STATED TASK
Determine whether each of the following statements agrees with the LayerScale deployment guide, answering yes or no and quoting the deciding words of the guide exactly. 1. The HuggingFace model configuration uses a longer start_period to allow for downloading the model on first run. 2. The single GPU configuration limits memory to 64G. 3. AMD GPUs are served with a separate ROCm image.

SOURCE
-*-
Deployment

Production deployment guide for LayerScale. You’ll need a license key before proceeding.

Docker Compose

Single GPU

services:
  layerscale:
    image: layerscale/layerscale:latest
    ports:
      - "8080:8080"
    environment:
      - LAYERSCALE_LICENSE_KEY=${LAYERSCALE_LICENSE_KEY}
    volumes:
      - ./models:/models
      - model-cache:/root/.cache
    deploy:
      resources:
        reservations:
          devices:
            - driver: nvidia
              count: 1
              capabilities: [gpu]
        limits:
          memory: 32G
    command: >
      --model /models/llama-3.1-8b-instruct
      --context 16384
      --sessions 8
      --kv-cache-type int8
      --log-format json
    healthcheck:
      test: ["CMD", "curl", "-f", "http://localhost:8080/health"]
      interval: 30s
      timeout: 10s
      start_period: 120s
      retries: 3
    restart: unless-stopped

volumes:
  model-cache:

Start with:

LAYERSCALE_LICENSE_KEY=$LAYERSCALE_LICENSE_KEY docker compose up -d

With HuggingFace Model

services:
  layerscale:
    image: layerscale/layerscale:latest
    ports:
      - "8080:8080"
    environment:
      - LAYERSCALE_LICENSE_KEY=${LAYERSCALE_LICENSE_KEY}
    volumes:
      - model-cache:/root/.cache
    deploy:
      resources:
        reservations:
          devices:
            - driver: nvidia
              count: 1
              capabilities: [gpu]
    command: >
      --model meta-llama/Llama-3.1-8B-Instruct
      --context 8192
      --log-format json
    healthcheck:
      test: ["CMD", "curl", "-f", "http://localhost:8080/health"]
      interval: 30s
      timeout: 10s
      start_period: 300s
      retries: 3
    restart: unless-stopped

volumes:
  model-cache:

Note the longer start_period (300s) to account for model download time on first run.

GPU Passthrough

NVIDIA Container Toolkit

Install the NVIDIA Container Toolkit on the host:

# Ubuntu/Debian
curl -fsSL https://nvidia.github.io/libnvidia-container/gpgkey | sudo gpg --dearmor -o /usr/share/keyrings/nvidia-container-toolkit-keyring.gpg
curl -s -L https://nvidia.github.io/libnvidia-container/stable/deb/nvidia-container-toolkit.list | \
  sed 's#deb https://#deb [signed-by=/usr/share/keyrings/nvidia-container-toolkit-keyring.gpg] https://#g' | \
  sudo tee /etc/apt/sources.list.d/nvidia-container-toolkit.list
sudo apt-get update
sudo apt-get install -y nvidia-container-toolkit
sudo nvidia-ctk runtime configure --runtime=docker
sudo systemctl restart docker

Verify GPU access:

docker run --rm --gpus all nvidia/cuda:12.9.1-base-ubuntu22.04 nvidia-smi

AMD ROCm

For AMD GPUs, use the ROCm image and pass the GPU device:

docker run --device=/dev/kfd --device=/dev/dri --group-add video \
  -p 8080:8080 \
  -e LAYERSCALE_LICENSE_KEY=$LAYERSCALE_LICENSE_KEY \
  layerscale/layerscale:latest-rocm \
  --model meta-llama/Llama-3.1-8B-Instruct

Verify GPU access:

docker run --rm --device=/dev/kfd --device=/dev/dri --group-add video \
  rocm/dev-ubuntu-22.04 rocm-smi

Apple Silicon (Coming Soon)
-*-
RECORDS SUPPLIED
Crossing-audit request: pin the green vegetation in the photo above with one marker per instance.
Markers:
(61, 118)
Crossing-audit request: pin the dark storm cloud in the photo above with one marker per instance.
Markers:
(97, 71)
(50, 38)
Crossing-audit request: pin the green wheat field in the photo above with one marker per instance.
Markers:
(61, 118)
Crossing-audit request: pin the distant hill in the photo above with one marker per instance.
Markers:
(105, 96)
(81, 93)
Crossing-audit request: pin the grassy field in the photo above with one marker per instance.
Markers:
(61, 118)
-*-
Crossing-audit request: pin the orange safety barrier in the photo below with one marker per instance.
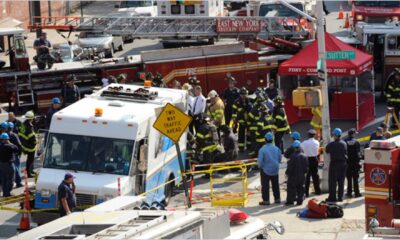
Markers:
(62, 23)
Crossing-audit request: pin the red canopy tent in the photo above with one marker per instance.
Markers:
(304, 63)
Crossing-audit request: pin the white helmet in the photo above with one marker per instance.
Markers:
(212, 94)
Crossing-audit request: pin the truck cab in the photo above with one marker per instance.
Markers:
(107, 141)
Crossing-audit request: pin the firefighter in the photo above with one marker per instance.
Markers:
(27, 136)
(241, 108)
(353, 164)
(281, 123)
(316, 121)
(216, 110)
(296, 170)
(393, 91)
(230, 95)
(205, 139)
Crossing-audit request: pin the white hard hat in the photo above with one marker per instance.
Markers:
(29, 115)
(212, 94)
-*-
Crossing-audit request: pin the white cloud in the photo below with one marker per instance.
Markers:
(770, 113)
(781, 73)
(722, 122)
-*-
RESULT FOR THIS TASK
1. Yes: "Note the longer start_period (300s) to account for model download time on first run."
2. No: "memory: 32G"
3. Yes: "For AMD GPUs, use the ROCm image and pass the GPU device:"